Rotation-equivariant denoising of cryo-EM projection images using data-driven models

NAISS 2023/5-194


NAISS Medium Compute

Principal Investigator:

Joakim Andén-Pantera


Kungliga Tekniska högskolan

Start Date:


End Date:


Primary Classification:

10207: Computer Vision and Robotics (Autonomous Systems)




Cryo-EM is a method for 3D imaging of biological macromolecules through transmission electron microscopes. The problem has a natural geometric structure but involves a high degree of noise, requiring sophisticated mathematical methods to obtain high accuracy. Standard methods for 3D reconstruction in typically only make minimal assumptions on the nature of the images, instead leveraging the geometry of the problem to reconstruct the molecular structure. As a result, these results break down at very high noise levels where the regularity induced by the imaging geometry is lost. It has therefore become necessary to develop algorithms that leverage additional information about the problem, such as prior information about the particular objects that are imaged – in this case biomolecules. An important step in the cryo-EM processing pipeline is denoising. Several methods for this have been proposed, some based on traditional Wiener filter methods, while others rely on class averaging, which identifies similar images (up to rotation and translation) and then aligns and averages them to reduce the noise variance. While these methods have enjoyed significant success, they break down at high noise levels since similar images cannot be accurately identified. We propose an approach based on neural networks, where prior information on the structure of the projection images is used to denoise the images. Since the distribution of projection images is invariant to in-plane rotation, the networks must be equivariant to such transformations. In an earlier project (SNIC 2022/22-498), we investigated various neural network architectures for single-image denoising. The purpose of this project is to extend this into networks that can simultaneously denoise sets of images (starting with pairs, then working with larger sets), building on the conventional class averaging method. This will be performed using a transformer architecture, where each token is a projection image and the self-attention block serves to share information between images and improve denoising. Once this is working satisfactorily, we will look at evaluating these networks on experimental data. Given the larger neural network architectures involved in this proposal, a higher amount of computational resources is required.

Extracted records:
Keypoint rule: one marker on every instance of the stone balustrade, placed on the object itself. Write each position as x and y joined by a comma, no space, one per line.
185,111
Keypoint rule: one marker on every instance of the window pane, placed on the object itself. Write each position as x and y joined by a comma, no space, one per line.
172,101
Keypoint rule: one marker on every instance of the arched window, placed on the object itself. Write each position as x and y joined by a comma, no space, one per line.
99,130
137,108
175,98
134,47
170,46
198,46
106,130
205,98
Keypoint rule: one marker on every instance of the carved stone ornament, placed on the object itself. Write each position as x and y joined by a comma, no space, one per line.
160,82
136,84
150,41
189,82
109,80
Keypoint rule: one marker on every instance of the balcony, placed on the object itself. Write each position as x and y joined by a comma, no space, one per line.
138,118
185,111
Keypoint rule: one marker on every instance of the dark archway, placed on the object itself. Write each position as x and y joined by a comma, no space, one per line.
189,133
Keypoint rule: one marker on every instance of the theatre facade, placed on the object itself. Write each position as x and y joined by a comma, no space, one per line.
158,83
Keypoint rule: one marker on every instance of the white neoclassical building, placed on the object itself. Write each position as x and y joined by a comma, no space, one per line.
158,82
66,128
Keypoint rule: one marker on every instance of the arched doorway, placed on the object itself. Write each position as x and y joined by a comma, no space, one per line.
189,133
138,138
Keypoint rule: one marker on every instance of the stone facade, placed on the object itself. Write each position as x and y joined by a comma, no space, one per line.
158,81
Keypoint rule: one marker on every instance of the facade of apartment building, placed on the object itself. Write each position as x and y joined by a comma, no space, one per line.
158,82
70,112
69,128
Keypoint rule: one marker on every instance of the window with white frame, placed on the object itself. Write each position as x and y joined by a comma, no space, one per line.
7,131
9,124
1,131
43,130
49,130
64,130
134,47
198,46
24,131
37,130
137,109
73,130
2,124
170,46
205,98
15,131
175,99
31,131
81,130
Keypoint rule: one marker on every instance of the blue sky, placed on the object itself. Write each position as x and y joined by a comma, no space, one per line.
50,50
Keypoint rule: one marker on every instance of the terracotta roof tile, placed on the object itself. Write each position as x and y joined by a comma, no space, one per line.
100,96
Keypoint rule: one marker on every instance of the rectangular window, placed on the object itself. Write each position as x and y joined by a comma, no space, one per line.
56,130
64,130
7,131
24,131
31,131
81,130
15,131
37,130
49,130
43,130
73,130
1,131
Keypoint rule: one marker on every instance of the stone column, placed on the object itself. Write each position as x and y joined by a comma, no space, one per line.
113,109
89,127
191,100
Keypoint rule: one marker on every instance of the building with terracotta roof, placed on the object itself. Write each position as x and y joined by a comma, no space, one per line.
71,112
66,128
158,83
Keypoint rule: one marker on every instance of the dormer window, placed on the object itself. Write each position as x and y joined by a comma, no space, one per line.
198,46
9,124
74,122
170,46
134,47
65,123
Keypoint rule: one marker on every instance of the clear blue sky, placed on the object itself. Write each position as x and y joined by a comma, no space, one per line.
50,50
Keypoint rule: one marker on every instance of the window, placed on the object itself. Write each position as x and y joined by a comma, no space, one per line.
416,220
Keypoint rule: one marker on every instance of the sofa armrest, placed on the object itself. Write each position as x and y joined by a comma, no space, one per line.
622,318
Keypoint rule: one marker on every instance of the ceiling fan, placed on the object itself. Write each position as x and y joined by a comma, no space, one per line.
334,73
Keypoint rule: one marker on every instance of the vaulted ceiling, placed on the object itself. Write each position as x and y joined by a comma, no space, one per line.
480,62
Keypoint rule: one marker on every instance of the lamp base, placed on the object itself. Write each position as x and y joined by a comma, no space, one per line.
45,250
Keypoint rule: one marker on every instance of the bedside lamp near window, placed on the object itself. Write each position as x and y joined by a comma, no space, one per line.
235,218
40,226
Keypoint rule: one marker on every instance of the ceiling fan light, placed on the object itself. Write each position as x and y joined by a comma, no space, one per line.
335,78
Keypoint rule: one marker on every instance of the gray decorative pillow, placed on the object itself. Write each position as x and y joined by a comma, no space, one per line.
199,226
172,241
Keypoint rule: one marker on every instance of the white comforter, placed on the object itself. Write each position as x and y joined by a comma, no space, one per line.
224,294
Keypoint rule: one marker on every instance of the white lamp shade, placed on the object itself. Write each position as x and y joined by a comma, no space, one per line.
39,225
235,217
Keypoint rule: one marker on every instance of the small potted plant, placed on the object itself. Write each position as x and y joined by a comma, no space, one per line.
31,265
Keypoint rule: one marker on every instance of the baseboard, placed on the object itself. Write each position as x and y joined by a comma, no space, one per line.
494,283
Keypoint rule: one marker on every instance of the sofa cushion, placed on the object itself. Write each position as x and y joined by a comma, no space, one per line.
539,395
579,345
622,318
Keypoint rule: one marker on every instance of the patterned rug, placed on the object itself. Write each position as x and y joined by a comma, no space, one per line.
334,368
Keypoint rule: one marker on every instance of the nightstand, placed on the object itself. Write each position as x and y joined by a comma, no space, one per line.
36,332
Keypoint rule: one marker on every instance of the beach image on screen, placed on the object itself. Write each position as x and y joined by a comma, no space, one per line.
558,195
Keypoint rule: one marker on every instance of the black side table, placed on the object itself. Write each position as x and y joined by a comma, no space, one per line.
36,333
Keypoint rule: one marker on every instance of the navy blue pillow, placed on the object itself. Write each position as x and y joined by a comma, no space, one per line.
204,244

Problem description:
Answer these questions using the cryo-EM project description.
(a) Which institution is listed with the principal investigator?
(b) What was the number of the earlier project that investigated network architectures for single-image denoising?
(c) In the planned transformer architecture, what is each token?
The entries are separate material and have no connection to the cryo-EM project description.

Your response:
(a) Kungliga Tekniska högskolan
(b) SNIC 2022/22-498
(c) A projection image